Teks Sumber
((

Kamis, 29 Maret 2012

Kepala Daerah Demo dan Monoloyalitas


Kepala Daerah Demo dan Monoloyalitas
Ropingi el Ishaq, Dosen STAIN Kediri dan mahasiswa S2 Program Pascasarjana
Bidang Ilmu Komunikasi Universitas Padjadjaran, Bandung
SUMBER : JAWA POS, 29 Maret 2012



IDEALNYA, sebagaimana dikemukakan oleh Menteri Dalam Negeri Gamawan Fauzi, pemerintah daerah adalah subsistem dari pemerintah pusat. Karena itu, pejabat pemerintah daerah harus memiliki sikap yang sama (mendukung kenaikan harga BBM) dengan pemerintah pusat. Dengan demikian, pejabat daerah menjadi tidak patut jika ikut terlibat dalam demonstrasi menolak rencana kenaikan harga BBM (Jawa Pos, 28 Maret 2012).

Fenomena pejabat daerah ikut terlibat dalam demonstrasi tersebut menarik untuk dicermati lebih lanjut. Sebab, dalam konteks organisasi, fenomena tersebut akan dapat mengacaukan struktur dan kinerja organisasi pemerintah sebagai organisasi negara. Itu telah diatur dalam UUD 1945 (pasal 18 tentang pemerintah daerah). Kacaunya organisasi pemerintah akan mengakibatkan pelayanan kepada rakyat menjadi tidak maksimal.

))

Tugas Wajib 1
Menurut artikel tentang kepala daerah yang ikut demo, mengapa pejabat pemerintah daerah dianggap harus mendukung kenaikan harga BBM? Jawablah dalam satu sampai tiga kalimat.
Tugas Wajib 2
Ubahlah bagian artikel tentang kepala daerah yang ikut demo mulai dari "IDEALNYA, sebagaimana dikemukakan" sampai dengan "menjadi tidak maksimal.", dengan mengganti setiap kata "demonstrasi" menjadi "unjuk rasa".
Kerjakan hanya berdasarkan teks di atas.

Data Tercatat:
((

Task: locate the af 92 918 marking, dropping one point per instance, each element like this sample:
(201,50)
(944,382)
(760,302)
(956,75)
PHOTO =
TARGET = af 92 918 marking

))
((

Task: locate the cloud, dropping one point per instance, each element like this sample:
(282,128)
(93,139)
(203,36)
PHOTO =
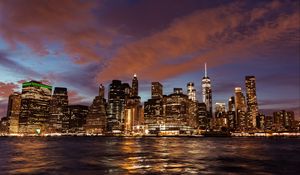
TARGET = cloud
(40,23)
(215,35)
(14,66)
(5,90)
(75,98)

))

Hasil Latihan 1
Pemerintah daerah adalah subsistem dari pemerintah pusat, seperti yang dikemukakan Menteri Dalam Negeri Gamawan Fauzi. Karena itu, pejabat daerah harus bersikap sama dengan pemerintah pusat, yaitu mendukung kenaikan harga BBM, sehingga tidak patut ikut berdemonstrasi menolaknya.

Hasil Latihan 2
IDEALNYA, sebagaimana dikemukakan oleh Menteri Dalam Negeri Gamawan Fauzi, pemerintah daerah adalah subsistem dari pemerintah pusat. Karena itu, pejabat pemerintah daerah harus memiliki sikap yang sama (mendukung kenaikan harga BBM) dengan pemerintah pusat. Dengan demikian, pejabat daerah menjadi tidak patut jika ikut terlibat dalam unjuk rasa menolak rencana kenaikan harga BBM (Jawa Pos, 28 Maret 2012).

Fenomena pejabat daerah ikut terlibat dalam unjuk rasa tersebut menarik untuk dicermati lebih lanjut. Sebab, dalam konteks organisasi, fenomena tersebut akan dapat mengacaukan struktur dan kinerja organisasi pemerintah sebagai organisasi negara. Itu telah diatur dalam UUD 1945 (pasal 18 tentang pemerintah daerah). Kacaunya organisasi pemerintah akan mengakibatkan pelayanan kepada rakyat menjadi tidak maksimal.